** start SOURCE RECORDS **
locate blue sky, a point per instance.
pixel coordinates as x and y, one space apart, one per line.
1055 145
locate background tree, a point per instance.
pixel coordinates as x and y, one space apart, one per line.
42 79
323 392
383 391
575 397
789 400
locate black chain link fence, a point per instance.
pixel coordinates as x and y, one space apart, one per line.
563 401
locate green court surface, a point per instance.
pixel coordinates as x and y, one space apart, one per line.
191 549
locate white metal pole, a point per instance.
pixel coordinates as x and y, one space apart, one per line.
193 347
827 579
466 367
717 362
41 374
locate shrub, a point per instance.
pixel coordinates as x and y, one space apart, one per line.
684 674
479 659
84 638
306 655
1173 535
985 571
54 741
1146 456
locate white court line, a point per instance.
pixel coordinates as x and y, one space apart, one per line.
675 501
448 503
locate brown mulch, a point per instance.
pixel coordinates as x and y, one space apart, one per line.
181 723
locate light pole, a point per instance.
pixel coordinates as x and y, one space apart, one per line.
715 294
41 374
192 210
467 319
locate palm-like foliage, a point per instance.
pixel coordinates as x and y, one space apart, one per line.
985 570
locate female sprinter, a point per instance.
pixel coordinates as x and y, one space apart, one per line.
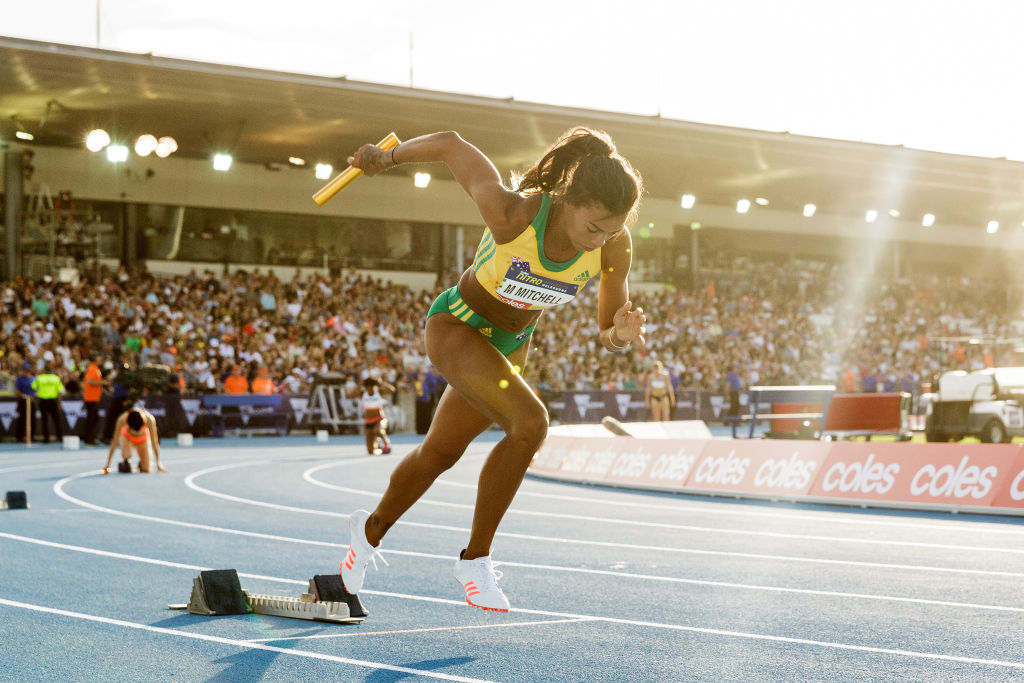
135 429
375 424
562 224
659 395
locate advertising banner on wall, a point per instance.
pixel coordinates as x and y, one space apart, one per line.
940 476
916 473
775 466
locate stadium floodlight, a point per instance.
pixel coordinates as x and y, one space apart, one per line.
117 153
145 144
166 146
96 139
221 162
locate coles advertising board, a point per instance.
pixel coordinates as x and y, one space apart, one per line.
936 473
926 475
775 466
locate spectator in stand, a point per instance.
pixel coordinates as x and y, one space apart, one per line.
735 384
424 387
236 382
92 391
26 403
48 388
262 383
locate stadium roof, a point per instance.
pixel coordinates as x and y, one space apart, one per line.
59 92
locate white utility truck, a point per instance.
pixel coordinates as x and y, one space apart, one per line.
986 403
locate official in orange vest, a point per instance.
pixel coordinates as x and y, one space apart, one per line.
263 384
92 391
237 382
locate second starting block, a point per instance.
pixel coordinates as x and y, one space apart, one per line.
218 592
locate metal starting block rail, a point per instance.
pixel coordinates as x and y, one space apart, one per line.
218 592
303 607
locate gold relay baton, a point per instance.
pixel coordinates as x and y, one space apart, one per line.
341 180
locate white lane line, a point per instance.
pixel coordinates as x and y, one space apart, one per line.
630 575
716 507
472 627
308 476
608 620
238 643
58 487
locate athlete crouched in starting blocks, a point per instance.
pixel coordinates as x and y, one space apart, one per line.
562 224
135 430
374 421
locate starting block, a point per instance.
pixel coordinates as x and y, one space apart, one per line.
17 500
218 592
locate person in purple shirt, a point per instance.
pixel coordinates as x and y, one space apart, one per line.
26 394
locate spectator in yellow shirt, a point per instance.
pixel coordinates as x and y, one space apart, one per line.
48 388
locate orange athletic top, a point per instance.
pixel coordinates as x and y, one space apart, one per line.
140 437
263 385
92 393
236 384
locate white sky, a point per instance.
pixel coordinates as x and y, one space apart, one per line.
945 75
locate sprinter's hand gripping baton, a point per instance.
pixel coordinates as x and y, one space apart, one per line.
341 180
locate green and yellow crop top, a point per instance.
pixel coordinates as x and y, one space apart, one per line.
519 274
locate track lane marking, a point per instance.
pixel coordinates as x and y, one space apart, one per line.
470 627
245 644
565 615
634 577
58 487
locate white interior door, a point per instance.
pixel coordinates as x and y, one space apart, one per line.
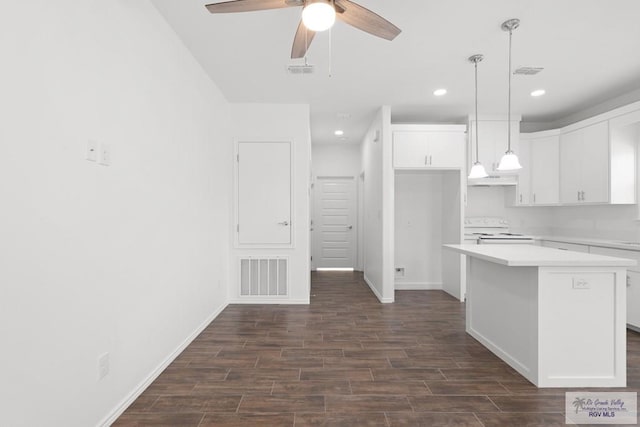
264 193
334 230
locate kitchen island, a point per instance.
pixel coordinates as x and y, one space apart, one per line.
557 317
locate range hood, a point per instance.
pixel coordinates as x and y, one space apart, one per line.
493 180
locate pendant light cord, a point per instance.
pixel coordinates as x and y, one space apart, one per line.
476 67
509 105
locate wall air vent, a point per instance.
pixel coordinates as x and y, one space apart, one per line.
528 71
300 69
264 276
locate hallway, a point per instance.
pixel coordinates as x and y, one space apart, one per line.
347 360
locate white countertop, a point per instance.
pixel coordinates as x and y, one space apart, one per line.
605 243
538 256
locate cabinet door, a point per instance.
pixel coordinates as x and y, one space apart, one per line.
633 298
524 175
594 171
545 170
410 149
570 159
446 149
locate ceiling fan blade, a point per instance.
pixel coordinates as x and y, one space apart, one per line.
302 41
250 5
365 20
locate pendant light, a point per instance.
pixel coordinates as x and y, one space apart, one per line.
477 170
509 162
319 15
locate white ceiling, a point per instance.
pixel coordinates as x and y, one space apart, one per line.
590 51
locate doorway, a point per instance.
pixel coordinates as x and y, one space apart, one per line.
334 223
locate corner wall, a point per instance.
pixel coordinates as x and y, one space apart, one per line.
129 259
379 207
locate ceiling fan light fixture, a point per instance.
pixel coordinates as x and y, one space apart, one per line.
319 15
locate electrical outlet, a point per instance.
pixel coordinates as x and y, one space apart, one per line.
103 366
581 284
105 154
92 150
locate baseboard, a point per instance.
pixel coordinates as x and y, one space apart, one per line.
418 286
119 410
258 300
376 293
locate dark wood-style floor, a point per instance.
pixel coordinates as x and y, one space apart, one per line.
347 360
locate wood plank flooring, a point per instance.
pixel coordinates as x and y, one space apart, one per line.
347 360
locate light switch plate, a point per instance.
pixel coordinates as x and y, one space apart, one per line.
105 154
92 150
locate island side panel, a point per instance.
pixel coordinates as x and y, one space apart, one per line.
582 326
502 310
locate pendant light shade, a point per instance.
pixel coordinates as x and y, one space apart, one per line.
509 161
477 170
319 15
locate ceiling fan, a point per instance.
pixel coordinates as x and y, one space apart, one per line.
346 11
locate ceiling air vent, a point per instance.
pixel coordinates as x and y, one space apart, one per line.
300 69
528 71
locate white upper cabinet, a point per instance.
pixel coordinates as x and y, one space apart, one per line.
584 164
429 146
492 142
545 170
597 166
538 180
525 174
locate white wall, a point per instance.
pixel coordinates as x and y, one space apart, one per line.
336 160
280 122
129 259
372 229
418 230
379 207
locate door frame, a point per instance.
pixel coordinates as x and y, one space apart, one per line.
356 218
236 198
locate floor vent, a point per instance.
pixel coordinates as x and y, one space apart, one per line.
264 276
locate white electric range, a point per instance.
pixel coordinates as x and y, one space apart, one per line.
492 230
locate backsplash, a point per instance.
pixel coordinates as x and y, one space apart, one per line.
619 222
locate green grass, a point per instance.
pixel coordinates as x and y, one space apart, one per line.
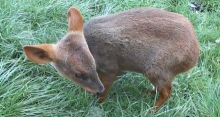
28 89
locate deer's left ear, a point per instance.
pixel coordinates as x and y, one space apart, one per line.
40 54
75 20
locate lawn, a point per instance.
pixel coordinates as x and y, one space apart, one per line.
28 89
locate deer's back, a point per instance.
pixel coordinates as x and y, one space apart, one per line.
142 39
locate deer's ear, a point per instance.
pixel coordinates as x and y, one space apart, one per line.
75 20
40 54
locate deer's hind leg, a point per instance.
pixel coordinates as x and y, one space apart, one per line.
163 85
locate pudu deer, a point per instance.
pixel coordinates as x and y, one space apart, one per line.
157 43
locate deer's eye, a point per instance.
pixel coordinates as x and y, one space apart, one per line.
80 76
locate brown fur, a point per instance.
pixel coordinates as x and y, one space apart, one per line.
157 43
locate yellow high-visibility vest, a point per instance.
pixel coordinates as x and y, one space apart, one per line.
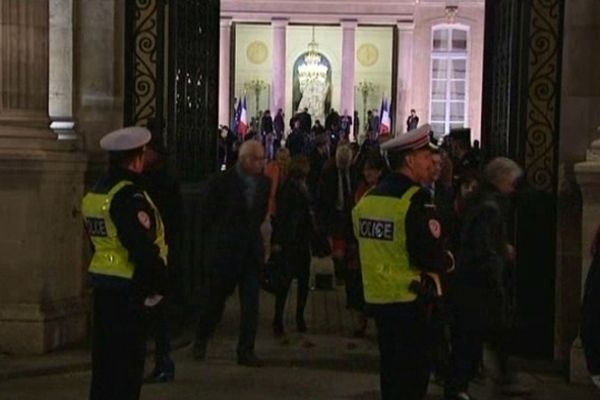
379 226
110 256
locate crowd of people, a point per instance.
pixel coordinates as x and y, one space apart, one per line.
418 231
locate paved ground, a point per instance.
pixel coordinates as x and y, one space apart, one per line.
319 365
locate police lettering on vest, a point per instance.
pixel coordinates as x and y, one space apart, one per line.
376 229
96 227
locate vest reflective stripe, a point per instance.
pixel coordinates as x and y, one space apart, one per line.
110 256
379 226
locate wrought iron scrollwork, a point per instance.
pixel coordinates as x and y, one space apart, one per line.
544 94
144 61
194 93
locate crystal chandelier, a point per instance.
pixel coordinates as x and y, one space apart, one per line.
312 69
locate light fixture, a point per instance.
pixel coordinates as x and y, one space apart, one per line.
312 69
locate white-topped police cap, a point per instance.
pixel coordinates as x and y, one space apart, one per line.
128 138
411 140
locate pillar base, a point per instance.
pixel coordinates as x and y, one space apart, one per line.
43 267
39 328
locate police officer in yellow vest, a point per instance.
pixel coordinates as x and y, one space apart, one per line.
401 247
128 267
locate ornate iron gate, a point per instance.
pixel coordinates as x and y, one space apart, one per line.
144 60
172 47
522 64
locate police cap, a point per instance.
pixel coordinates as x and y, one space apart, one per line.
126 139
412 140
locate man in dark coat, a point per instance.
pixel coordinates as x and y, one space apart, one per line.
234 210
165 192
413 121
305 121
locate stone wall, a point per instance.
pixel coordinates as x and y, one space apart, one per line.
580 116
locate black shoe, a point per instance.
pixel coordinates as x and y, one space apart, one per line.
301 325
199 352
278 329
158 376
250 360
459 396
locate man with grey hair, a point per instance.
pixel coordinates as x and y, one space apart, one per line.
232 214
482 292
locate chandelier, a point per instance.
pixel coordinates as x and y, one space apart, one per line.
312 70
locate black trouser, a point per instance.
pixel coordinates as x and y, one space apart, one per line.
297 263
220 287
467 347
159 321
404 350
119 346
301 299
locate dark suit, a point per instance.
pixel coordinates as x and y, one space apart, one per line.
233 252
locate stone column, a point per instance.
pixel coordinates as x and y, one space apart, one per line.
60 99
588 177
405 31
42 285
348 63
224 72
279 57
24 67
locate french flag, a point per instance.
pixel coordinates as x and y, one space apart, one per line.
385 122
243 123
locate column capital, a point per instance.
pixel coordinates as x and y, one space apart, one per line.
405 24
226 22
349 23
279 22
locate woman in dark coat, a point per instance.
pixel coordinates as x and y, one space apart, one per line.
293 228
481 294
590 318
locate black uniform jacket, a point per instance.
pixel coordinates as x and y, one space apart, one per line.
126 206
231 229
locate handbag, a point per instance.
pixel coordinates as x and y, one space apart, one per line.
273 278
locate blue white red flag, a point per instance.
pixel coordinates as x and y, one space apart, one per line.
385 123
235 121
243 122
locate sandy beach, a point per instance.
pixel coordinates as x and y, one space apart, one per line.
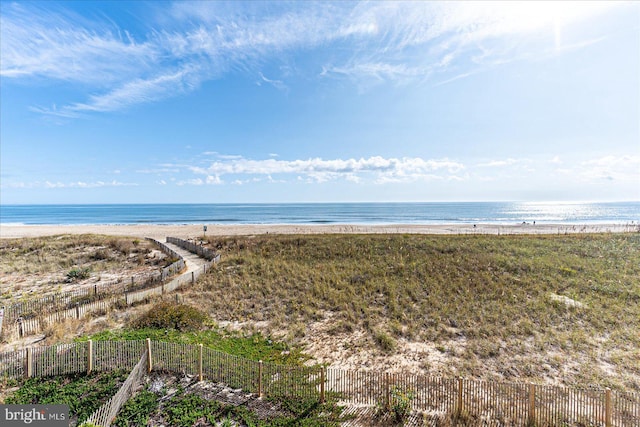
** end SOURCE RECORDS **
> [GIVEN REQUEST]
Pick out every line in the items above that contains the word "police" and copy each one.

> [FULL OUTPUT]
locate police lettering on vest, a point per instance.
locate white-topped police cap, a point per instance.
locate police officer in yellow vest, a point per instance.
locate police cap, a point per instance.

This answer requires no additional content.